Task prompt ->
Reproduce all of the records with "grassy area" substituted for every occurrence of "green grass" and everything else left unchanged. Omit the pictures from your answer.

Data listing ->

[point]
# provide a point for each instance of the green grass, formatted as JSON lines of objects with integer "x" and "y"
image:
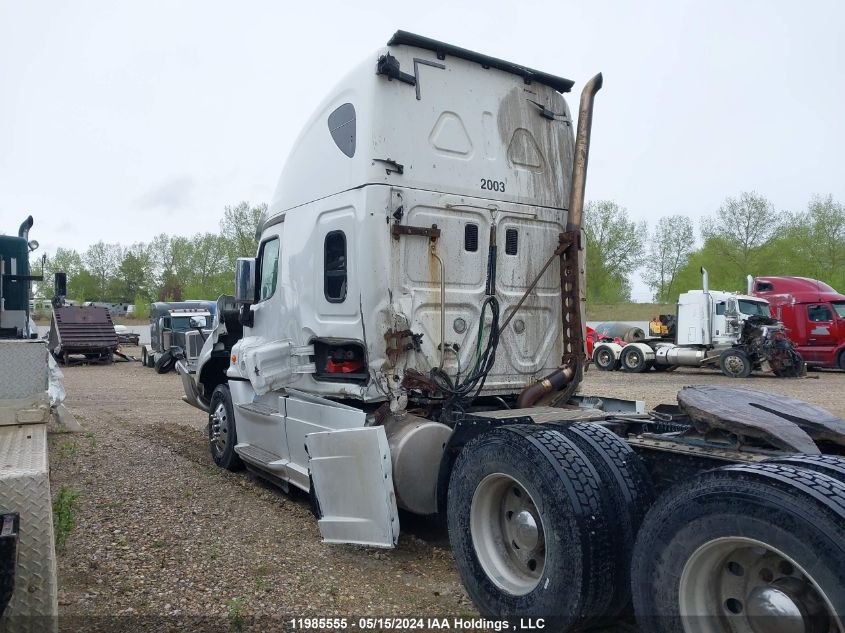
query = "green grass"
{"x": 64, "y": 515}
{"x": 67, "y": 450}
{"x": 628, "y": 311}
{"x": 234, "y": 615}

Solution to the problem ->
[point]
# provide a point for each instance of the grassy area, formatted as JSON lines of objects with integer "x" and "y"
image:
query = "grassy area"
{"x": 64, "y": 515}
{"x": 67, "y": 450}
{"x": 628, "y": 311}
{"x": 234, "y": 615}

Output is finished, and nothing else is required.